TM Manager

TM Manager

TM Manager is a tool devised to clean tmx files by removing damaged, deprecated or noisy TUs (Translation Units).

Cleaning a TM

 1. Go to TM Manage on the Console. A default starting page will open. 

image-20250724-131857.png
  1. A basic configuration of preset filters will be available to start with.

    image-20250805-073256.png
  2. It is possible to cut two types of subsets from the original tmx:

    1. Sample size: type the number of segments that will be copied from the original TMX file into the cleaned file.

    2. Test set size: type the number of segments that will be chosen randomly and extracted from the TMX file. The final, cleaned TMX will no longer include these TUs. It can be used later for automatic scores calculation.

Both settings are optional.

  1. Click on Filters to display all available rules for cleaning the tmx.

    image-20250805-072546.png

 

  1. Choose any relevant filter to be applied to clean the TM by selecting the checks (see TM Manager | Filters for a detailed description of available filters)

image-20250805-073328.png

If you select a filter configuration that you want to reuse for future cleanings, you can save the selection by clicking on Save new preset

image-20250805-073615.png

Give your congifuration a name, and a new button with your saved settings will appear in the Preset section

image-20250805-073721.png

 

 

  1. Upload the file to be cleaned by clicking the Upload files button.

image-20250805-073437.png
  1. In the Upload window:

    1. select source and target language

    2. upload the tmx file to be cleaned

    3. (Optional) upload a reference glossary

image-20250805-073900.png
  1. Click the Start button to begin the cleaning.

  2. After process is finished, a notification will be shown to download the files and you will also receive an email with a link to download the file.

image-20250724-132013.png

Cleaning Results

The cleaning results will be provided as a zip file containing:

  • clean.tmx: the cleaned tmx, i.e. the new tmx which will not contain the removed TUs

  • duplicates.txt: a file containing a list of duplicates that were deleted from the final cleaned tmx

  • filtered.xlsx: a detailed list of all TUs that were deleted from the final tmx and the reason why (i.e. the name of the filter that trigged the removal, segment by segment)

  • report.yaml: a numeric analysis of the status of the TM, detailing how many TUs were deleted and why (i.e. the name of the filter that trigged the removal, counting how many segments were removed for that reason)

  • sample.tmx: a file with copied segments (see point 3)

  • test_set.tmx: a file with the subset of TUs for automatic scoring (see step 3)

 

Filters

Filters remove TUs from the original TMX file. The following section provides a detailed description of the elements that each filter will remove.

### OBJECTIVES
#1 According to the TM Manager page, which file in the results zip lists the duplicates deleted from the cleaned tmx?
#2 Recast the records as a numbered list, beginning at the line that contains "outline black racing track surface" and ending with the last line of the records, with blank lines left out.
The TM Manager text and the records come from unrelated sources.

### STORED ROWS
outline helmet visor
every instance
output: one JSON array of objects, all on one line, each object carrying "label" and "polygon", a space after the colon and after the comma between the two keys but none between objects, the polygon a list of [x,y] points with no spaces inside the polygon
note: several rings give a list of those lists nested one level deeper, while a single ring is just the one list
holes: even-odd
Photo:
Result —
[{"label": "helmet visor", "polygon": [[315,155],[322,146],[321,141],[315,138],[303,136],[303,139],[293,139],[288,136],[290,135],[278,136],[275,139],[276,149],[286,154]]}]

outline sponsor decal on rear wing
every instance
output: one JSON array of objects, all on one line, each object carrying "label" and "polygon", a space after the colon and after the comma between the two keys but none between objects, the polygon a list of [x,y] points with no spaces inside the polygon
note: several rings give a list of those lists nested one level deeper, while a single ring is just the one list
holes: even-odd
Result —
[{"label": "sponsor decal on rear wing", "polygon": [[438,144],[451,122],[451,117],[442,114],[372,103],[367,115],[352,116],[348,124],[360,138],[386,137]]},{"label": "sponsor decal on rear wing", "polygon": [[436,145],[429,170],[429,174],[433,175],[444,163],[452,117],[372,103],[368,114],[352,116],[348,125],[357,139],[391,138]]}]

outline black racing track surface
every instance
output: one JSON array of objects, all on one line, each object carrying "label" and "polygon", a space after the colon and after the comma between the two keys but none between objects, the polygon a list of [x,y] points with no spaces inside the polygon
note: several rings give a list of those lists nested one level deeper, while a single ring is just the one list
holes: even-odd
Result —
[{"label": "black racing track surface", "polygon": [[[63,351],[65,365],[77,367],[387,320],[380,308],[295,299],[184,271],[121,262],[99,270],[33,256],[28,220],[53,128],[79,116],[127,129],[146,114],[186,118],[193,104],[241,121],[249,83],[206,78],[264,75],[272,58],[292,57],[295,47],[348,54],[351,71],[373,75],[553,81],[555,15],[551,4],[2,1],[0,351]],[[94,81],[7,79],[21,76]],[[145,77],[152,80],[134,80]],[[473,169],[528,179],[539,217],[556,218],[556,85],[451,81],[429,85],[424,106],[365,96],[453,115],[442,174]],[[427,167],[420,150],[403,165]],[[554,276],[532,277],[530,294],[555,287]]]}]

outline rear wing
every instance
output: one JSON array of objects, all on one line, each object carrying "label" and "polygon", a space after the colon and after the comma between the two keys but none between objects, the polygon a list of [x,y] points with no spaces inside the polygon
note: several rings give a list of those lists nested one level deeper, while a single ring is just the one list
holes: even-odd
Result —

### EXPECTED OUTPUTS
#1 duplicates.txt

#2
1. outline black racing track surface
2. every instance
3. output: one JSON array of objects, all on one line, each object carrying "label" and "polygon", a space after the colon and after the comma between the two keys but none between objects, the polygon a list of [x,y] points with no spaces inside the polygon
4. note: several rings give a list of those lists nested one level deeper, while a single ring is just the one list
5. holes: even-odd
6. Result —
7. [{"label": "black racing track surface", "polygon": [[[63,351],[65,365],[77,367],[387,320],[380,308],[295,299],[184,271],[121,262],[99,270],[33,256],[28,220],[53,128],[79,116],[127,129],[146,114],[186,118],[193,104],[241,121],[249,83],[206,78],[264,75],[272,58],[292,57],[295,47],[348,54],[351,71],[373,75],[553,81],[555,15],[551,4],[2,1],[0,351]],[[94,81],[7,79],[21,76]],[[145,77],[152,80],[134,80]],[[473,169],[528,179],[539,217],[556,218],[556,85],[451,81],[429,85],[424,106],[365,96],[453,115],[442,174]],[[427,167],[420,150],[403,165]],[[554,276],[532,277],[530,294],[555,287]]]}]
8. outline rear wing
9. every instance
10. output: one JSON array of objects, all on one line, each object carrying "label" and "polygon", a space after the colon and after the comma between the two keys but none between objects, the polygon a list of [x,y] points with no spaces inside the polygon
11. note: several rings give a list of those lists nested one level deeper, while a single ring is just the one list
12. holes: even-odd
13. Result —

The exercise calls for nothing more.